• _What you have to do_: Please copy each line of the listing that includes the string "beach".

===== Available data

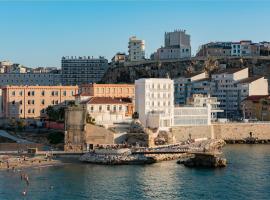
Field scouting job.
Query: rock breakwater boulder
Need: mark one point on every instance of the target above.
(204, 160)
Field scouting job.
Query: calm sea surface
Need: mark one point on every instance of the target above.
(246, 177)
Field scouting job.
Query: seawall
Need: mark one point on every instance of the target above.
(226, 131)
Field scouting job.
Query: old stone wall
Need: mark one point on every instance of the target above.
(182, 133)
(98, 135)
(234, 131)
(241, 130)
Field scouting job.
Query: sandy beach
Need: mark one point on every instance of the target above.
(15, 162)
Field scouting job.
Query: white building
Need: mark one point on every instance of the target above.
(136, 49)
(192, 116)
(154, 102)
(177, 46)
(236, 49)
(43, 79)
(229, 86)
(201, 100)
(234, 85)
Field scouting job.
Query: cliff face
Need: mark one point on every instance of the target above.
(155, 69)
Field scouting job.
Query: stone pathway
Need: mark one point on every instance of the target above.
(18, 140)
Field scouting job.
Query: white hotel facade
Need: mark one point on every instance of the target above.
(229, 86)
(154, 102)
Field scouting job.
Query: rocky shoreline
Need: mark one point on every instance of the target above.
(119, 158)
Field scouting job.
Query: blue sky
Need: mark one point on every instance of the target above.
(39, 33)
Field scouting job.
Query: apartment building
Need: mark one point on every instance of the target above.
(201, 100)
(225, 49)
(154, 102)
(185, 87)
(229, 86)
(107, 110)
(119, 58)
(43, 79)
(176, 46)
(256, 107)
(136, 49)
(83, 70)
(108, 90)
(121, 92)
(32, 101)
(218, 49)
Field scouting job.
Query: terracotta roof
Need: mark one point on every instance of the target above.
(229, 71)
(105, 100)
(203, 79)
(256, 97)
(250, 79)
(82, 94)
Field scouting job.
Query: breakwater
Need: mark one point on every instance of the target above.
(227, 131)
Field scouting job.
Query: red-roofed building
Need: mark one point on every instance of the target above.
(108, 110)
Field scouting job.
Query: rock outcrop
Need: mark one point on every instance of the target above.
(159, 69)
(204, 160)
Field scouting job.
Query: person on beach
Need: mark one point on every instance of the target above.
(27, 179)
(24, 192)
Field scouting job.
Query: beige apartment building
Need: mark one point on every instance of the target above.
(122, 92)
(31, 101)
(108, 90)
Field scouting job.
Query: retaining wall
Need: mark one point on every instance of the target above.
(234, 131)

==========
===== Available data

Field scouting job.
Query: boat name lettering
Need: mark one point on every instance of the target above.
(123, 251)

==========

• _Solution to this task_:
Query: sandy beach
Query: person on beach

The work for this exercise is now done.